> [EXCERPT TO READ]:
Time Enough

and saying, “The time is fulfilled, and the kingdom of God is at hand; repent and believe in the gospel.”  Mark 1:15 NASB

Time is fulfilled peplerotai kairos.  “Filled up time.”  Mark loves this theme.  Everything is aligned for something crucial to happen.  Yeshua’s baptism occurs at precisely the right moment.  He is driven into the wilderness just when he’s supposed to be driven.  He returns to begin his prophetic mission at the perfect point.  And what is his message?  “Everything is ready.  Now is the fulfillment of time (kairos).”  Is it any wonder that people think Yeshua was apocalyptic?

But maybe we need to pay more attention to the actual Greek vocabulary (and the Hebrew, of course) before we decide that Yeshua thought the world age was coming to an end.

> [PARTS OF THE EXERCISE]:
A - In the Time Enough passage, which Greek words render "Time is fulfilled"?
B - Return everything in the Time Enough passage from "Time is fulfilled peplerotai" down to "Yeshua was apocalyptic?", copied word for word.

> [RECORD LIST]:
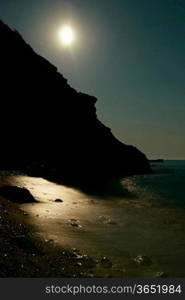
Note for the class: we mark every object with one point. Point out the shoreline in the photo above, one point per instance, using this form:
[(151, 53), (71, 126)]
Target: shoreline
[(24, 254)]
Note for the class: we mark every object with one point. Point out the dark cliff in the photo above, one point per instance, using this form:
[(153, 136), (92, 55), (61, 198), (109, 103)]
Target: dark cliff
[(49, 128)]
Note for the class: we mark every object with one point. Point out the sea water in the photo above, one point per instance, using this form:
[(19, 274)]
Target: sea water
[(137, 217)]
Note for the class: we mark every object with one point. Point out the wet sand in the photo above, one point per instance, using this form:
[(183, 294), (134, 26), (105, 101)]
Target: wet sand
[(138, 238)]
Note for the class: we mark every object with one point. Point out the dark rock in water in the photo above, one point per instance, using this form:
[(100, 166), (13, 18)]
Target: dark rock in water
[(59, 200), (143, 260), (160, 275), (106, 263), (63, 139), (17, 194)]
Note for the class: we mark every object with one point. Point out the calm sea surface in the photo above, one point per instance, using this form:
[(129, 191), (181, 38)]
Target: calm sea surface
[(138, 216)]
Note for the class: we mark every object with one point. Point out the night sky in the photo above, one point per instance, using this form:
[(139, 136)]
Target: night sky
[(130, 54)]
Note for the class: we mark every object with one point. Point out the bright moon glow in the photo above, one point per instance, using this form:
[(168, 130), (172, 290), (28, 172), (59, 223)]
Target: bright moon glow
[(66, 35)]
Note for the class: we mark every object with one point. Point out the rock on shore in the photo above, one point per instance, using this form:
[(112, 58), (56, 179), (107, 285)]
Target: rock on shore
[(51, 127)]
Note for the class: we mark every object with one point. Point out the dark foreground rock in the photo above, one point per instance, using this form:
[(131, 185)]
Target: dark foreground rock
[(53, 130), (17, 194)]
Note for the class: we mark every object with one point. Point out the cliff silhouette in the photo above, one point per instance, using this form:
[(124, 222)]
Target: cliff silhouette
[(48, 128)]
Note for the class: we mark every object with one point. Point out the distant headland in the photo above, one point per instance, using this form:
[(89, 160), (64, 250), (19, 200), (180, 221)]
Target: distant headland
[(50, 129)]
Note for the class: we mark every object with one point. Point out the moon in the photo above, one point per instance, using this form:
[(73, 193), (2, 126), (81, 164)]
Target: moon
[(66, 35)]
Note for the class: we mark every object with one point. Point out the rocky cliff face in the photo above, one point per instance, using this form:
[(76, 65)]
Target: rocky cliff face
[(48, 127)]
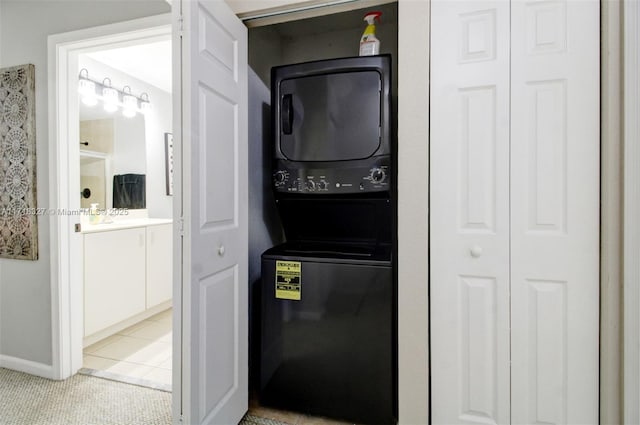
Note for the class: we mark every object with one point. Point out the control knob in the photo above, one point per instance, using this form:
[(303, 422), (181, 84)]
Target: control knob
[(377, 175)]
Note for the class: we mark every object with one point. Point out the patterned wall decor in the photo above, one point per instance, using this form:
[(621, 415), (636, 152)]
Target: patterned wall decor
[(18, 212)]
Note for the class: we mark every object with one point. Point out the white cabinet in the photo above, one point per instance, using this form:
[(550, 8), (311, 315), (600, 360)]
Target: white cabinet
[(159, 264), (114, 277)]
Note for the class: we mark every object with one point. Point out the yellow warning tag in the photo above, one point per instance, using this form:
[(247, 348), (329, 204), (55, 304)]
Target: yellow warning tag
[(288, 280)]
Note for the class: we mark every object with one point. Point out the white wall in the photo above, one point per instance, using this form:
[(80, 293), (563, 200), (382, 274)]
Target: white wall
[(25, 287), (148, 158)]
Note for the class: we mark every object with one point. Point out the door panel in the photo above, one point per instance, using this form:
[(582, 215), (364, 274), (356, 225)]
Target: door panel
[(555, 211), (470, 212), (214, 193)]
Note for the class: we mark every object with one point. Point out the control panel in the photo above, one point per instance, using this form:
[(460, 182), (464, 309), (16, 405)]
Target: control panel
[(323, 178)]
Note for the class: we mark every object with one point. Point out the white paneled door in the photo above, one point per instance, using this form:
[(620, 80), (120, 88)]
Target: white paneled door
[(470, 212), (514, 211), (213, 176), (555, 165)]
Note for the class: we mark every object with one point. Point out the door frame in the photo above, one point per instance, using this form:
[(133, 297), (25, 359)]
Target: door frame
[(66, 251)]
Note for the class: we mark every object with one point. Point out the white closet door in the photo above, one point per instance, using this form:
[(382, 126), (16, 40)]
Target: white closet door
[(555, 211), (469, 212)]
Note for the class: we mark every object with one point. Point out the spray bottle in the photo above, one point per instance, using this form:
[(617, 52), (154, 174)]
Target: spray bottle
[(369, 44)]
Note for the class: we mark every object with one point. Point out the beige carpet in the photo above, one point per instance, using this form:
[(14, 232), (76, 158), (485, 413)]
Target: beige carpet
[(85, 400)]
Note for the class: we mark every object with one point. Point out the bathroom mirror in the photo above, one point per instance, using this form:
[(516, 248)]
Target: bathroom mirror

> [SOLVED TASKS]:
A - Peplerotai kairos.

B -
Time is fulfilled peplerotai kairos.  “Filled up time.”  Mark loves this theme.  Everything is aligned for something crucial to happen.  Yeshua’s baptism occurs at precisely the right moment.  He is driven into the wilderness just when he’s supposed to be driven.  He returns to begin his prophetic mission at the perfect point.  And what is his message?  “Everything is ready.  Now is the fulfillment of time (kairos).”  Is it any wonder that people think Yeshua was apocalyptic?